### [Список заданий]
1 – Перепиши дословно отрывок из фрагмента дневника от слов «Наконец-то имею возможность» до слов «рядом с тобой.» включительно.
2 – Назови всех людей, которые упомянуты во фрагменте дневника по имени, фамилии или прозвищу.
3 – Напиши продолжение фрагмента дневника, которое начинается сразу после его последней фразы.

Выбрать главу

Захандрил. Погода летать не позволила. Сегодня исполнилось два месяца, как мы находимся на этом аэродроме. Интересно, если бы мне удалось вернуться теперь или позже к Груне, любил бы я ее как прежде? Был бы у нас мир и покой? Почему-то уверен, что любил бы, жалел. Она очень несчастная, много пережила.

11.12.42 г.

Наконец-то имею возможность написать о том, что произошло за эти дни. 7-го и 8-го не летали из-за погоды. 9-го к вечеру вылетели. Вел нашу четверку капитан Бочко. На цель не вывел, я даже бомбы не сбросил. Так и вернулся с боекомплектом. Наверное, боится штурман. Ходить с Бочко на задание - только нервы трепать. Другое дело, когда ведет Батя. Работает очень добросовестно. Если пикирует, то до земли. Атакует с азартом. Война лучший способ узнать, что за человек рядом с тобой.

9 декабря у меня был двадцать второй вылет. У Полетаева - 11, у остальных - по 8 и меньше. В целом по полку - 99 вылетов. Трудно зимой, погода плохая.

### [Сохраненные данные]
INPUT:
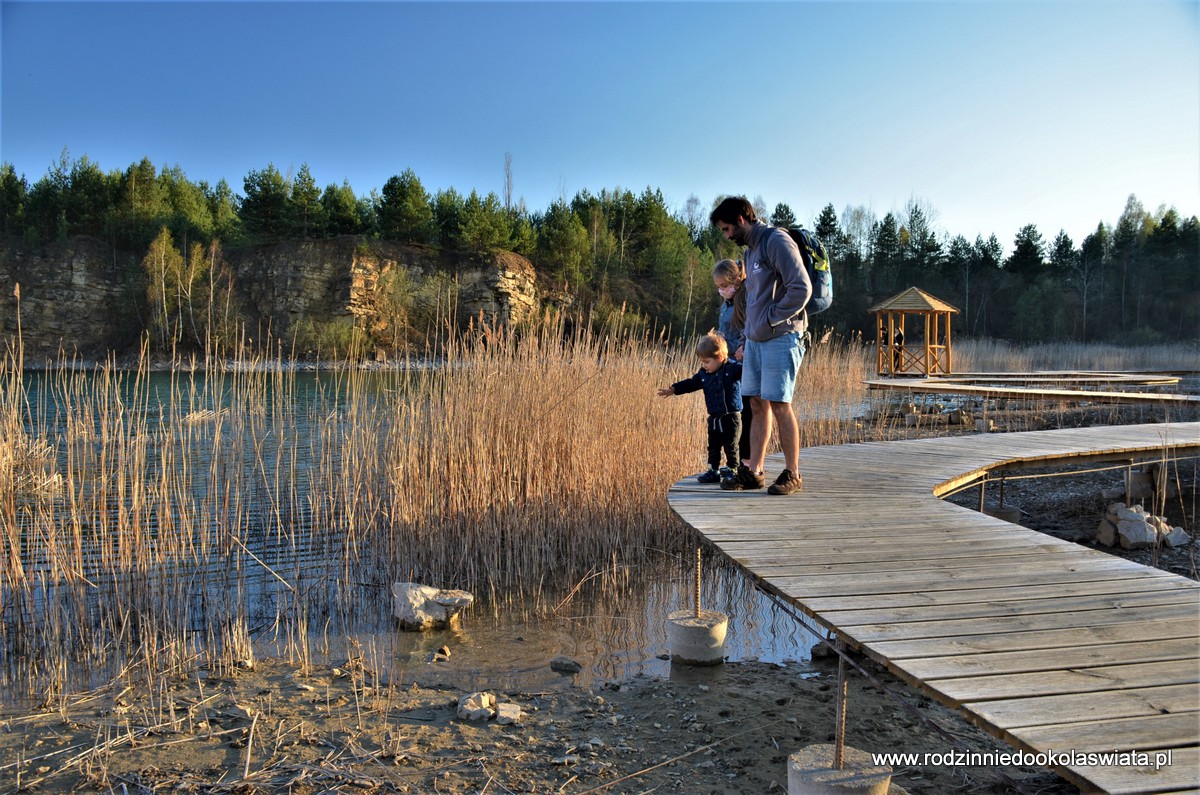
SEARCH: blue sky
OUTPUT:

### [Ответы по заданиям]
1 –
Наконец-то имею возможность написать о том, что произошло за эти дни. 7-го и 8-го не летали из-за погоды. 9-го к вечеру вылетели. Вел нашу четверку капитан Бочко. На цель не вывел, я даже бомбы не сбросил. Так и вернулся с боекомплектом. Наверное, боится штурман. Ходить с Бочко на задание - только нервы трепать. Другое дело, когда ведет Батя. Работает очень добросовестно. Если пикирует, то до земли. Атакует с азартом. Война лучший способ узнать, что за человек рядом с тобой.

2 – Груня, Бочко, Батя, Полетаев

3 –
Вторую четверку водил капитан Щербаков. Встретили "фоккевульфа". Постреляли.

С Полетаева сняли судимость.

10 декабря привезли Николаева на У-2. Правая сторона лица забинтована, весь опух. Осколки от бронестекла попали в лоб, бровь, в скулу, под глаз. Еще швы не сняты. Летать пока не может.

В этот же день собирались перелетать. Главное направление удара Великие Луки. Под Ржевом наши войска отрезали железную дорогу на Вязьму и продвинулись на 10 километров.

Позавчера прилетел "дуглас" с техсоставом. От них узнали, что наша дивизия (3 полка по 20 самолетов) перебазируется под Андреаполь. Аэродром Батали в лесу. Просека шириной 150 метров и длиной 1,5 километра.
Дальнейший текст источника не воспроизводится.